◆ CONSEGNA:
Riassumi in due frasi il testo su Luciano Anceschi.

◆ TESTO DI PARTENZA:
——

Per Luciano Anceschi


La curiosità intellettuale è la qualità che più ha caratterizzato la riflessione critica e l'insegnamento di Luciano Anceschi, sia se si considera la sua attività di studioso di estetica sia se si pensa al critico militante. Il suo modo di accostarsi ai testi, percorrendo e ripercorrendo l'itinerario della modernità, si può interpretare come un lungo dialogo aperto e impregiudicato: gli interlocutori delle sue raffinate frequentazioni, si chiamassero Socrate o Montaigne, Pascal o Leopardi, Kant o Nietzsche, Eliot o Pound, sono stati interrogati da lui con razionalità lucida e insieme con un metodo fondato sul rispetto della pluralità delle scelte e delle posizioni. È questa, da Autonomia ed eteronomia dell'arte agli ultimi interventi sulla sua amatissima poesia, la lezione che resta: quella del rifiuto di ogni dogmatismo e assolutizzazione, e insieme del rispetto del relativo, del molteplice, del conflittuale. Nessuna riduzione della complessità era accettabile per un maestro nemico delle certezze e Verità conclamate, capace di ascolto. L'ascolto delle idee, chiamate sempre a confrontarsi con l'esperienza vissuta; e quello dei progetti, anche se a formularli era il più giovane dei suoi scolari, che meritava per lui ogni attenta considerazione e ogni incoraggiamento, anche a mettersi a rischio. Da maestro a amico: con le domande e gli entusiasmi adolescenziali mai sopiti, la passione etica, la forza dell'indignazione e degli affetti.

——

(Voci elencate in un insieme di dati)

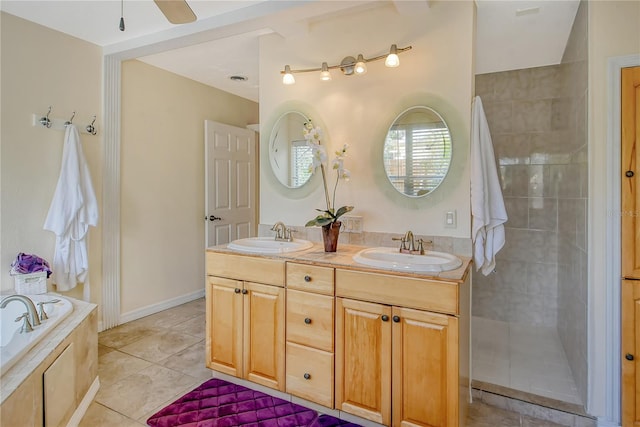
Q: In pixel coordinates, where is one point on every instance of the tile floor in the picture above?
(522, 357)
(146, 364)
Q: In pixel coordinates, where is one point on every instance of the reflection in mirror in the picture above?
(289, 155)
(417, 151)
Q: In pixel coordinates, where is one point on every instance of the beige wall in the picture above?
(613, 31)
(42, 67)
(162, 175)
(358, 110)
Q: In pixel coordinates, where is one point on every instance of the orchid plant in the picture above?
(313, 135)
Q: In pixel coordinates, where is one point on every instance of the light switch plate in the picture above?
(351, 224)
(450, 220)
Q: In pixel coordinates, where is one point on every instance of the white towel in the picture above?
(73, 209)
(487, 206)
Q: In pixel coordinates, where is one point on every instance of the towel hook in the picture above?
(70, 121)
(46, 121)
(91, 128)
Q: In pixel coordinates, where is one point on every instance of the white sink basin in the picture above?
(268, 245)
(391, 258)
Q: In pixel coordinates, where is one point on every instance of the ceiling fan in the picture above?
(176, 11)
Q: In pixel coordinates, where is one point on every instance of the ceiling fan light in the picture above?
(288, 78)
(325, 75)
(361, 66)
(392, 59)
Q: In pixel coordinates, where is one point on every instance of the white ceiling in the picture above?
(510, 34)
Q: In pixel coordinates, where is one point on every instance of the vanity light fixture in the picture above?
(325, 74)
(361, 66)
(349, 65)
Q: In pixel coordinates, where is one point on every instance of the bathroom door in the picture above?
(230, 160)
(630, 238)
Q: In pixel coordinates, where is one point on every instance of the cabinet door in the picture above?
(224, 325)
(264, 346)
(630, 352)
(630, 179)
(425, 369)
(363, 359)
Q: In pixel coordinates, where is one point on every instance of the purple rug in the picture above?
(223, 404)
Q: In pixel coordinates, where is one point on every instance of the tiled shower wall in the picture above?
(521, 107)
(538, 122)
(572, 205)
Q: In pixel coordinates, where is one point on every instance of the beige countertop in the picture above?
(343, 258)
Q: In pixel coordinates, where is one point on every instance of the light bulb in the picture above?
(288, 77)
(325, 75)
(392, 59)
(361, 67)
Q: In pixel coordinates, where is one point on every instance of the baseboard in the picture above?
(156, 308)
(81, 410)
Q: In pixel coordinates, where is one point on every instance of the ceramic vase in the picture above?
(330, 234)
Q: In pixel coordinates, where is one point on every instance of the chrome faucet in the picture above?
(409, 239)
(31, 309)
(281, 230)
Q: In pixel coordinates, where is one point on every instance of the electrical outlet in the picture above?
(352, 223)
(450, 219)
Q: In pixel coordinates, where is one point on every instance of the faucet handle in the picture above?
(287, 233)
(402, 242)
(26, 325)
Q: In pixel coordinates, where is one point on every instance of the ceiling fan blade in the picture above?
(176, 11)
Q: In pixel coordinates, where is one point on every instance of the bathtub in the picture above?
(13, 344)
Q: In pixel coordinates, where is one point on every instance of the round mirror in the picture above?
(417, 151)
(289, 155)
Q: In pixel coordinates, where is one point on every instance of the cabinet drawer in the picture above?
(310, 278)
(247, 268)
(408, 292)
(310, 374)
(310, 319)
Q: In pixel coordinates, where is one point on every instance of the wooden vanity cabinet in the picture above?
(421, 355)
(310, 332)
(245, 322)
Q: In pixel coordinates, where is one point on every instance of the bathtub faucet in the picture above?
(31, 309)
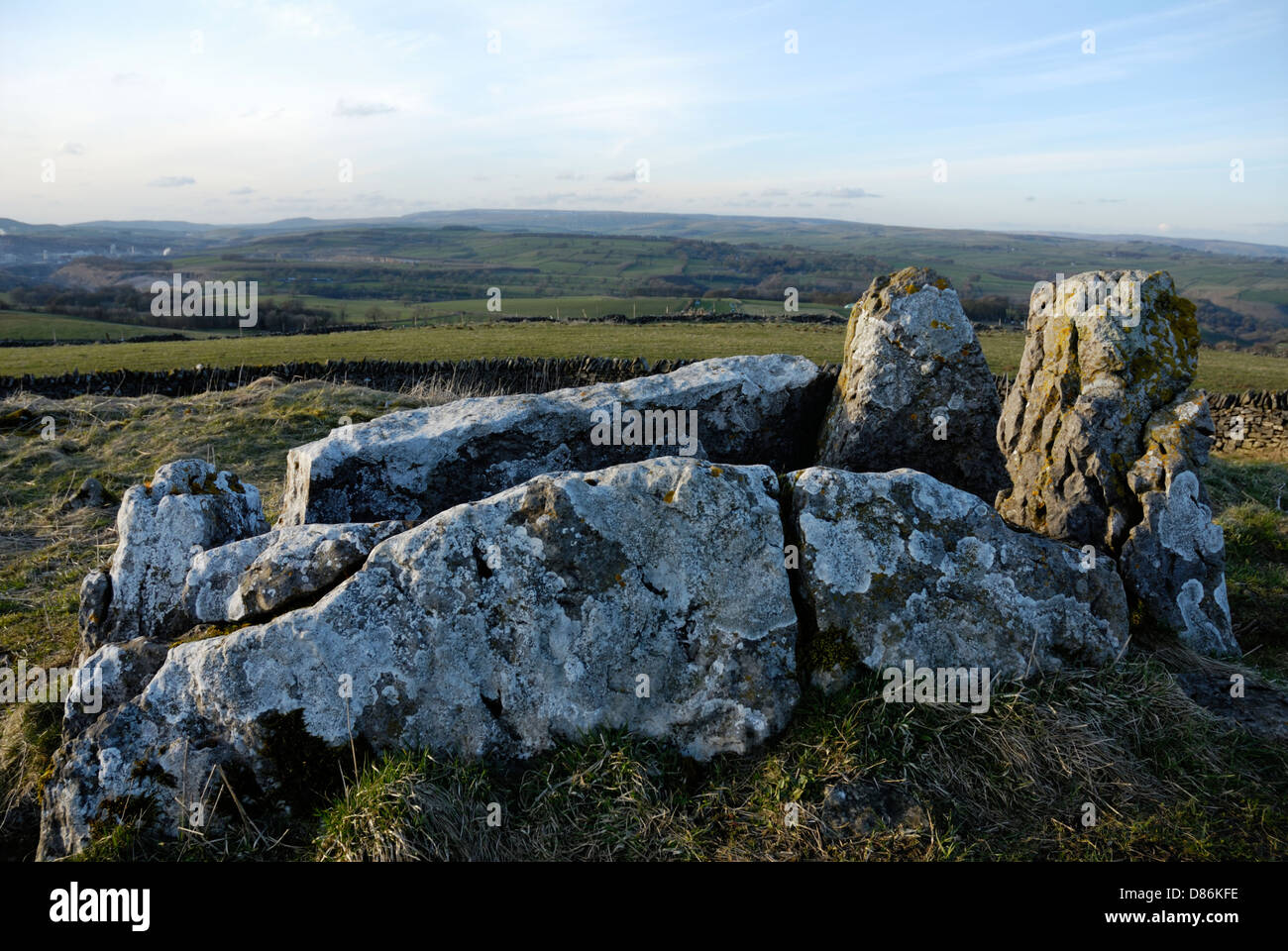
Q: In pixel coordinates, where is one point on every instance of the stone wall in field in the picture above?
(472, 376)
(1263, 414)
(1258, 418)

——

◆ RISPOSTA CORRETTA:
La curiosità intellettuale ha caratterizzato la riflessione critica e l'insegnamento di Luciano Anceschi, che ha interrogato autori da Socrate a Pound con razionalità lucida e con un metodo rispettoso della pluralità delle scelte e delle posizioni. La sua lezione è il rifiuto di ogni dogmatismo e il rispetto del relativo e del molteplice, insieme a una capacità di ascolto che si estendeva anche ai progetti del più giovane dei suoi scolari.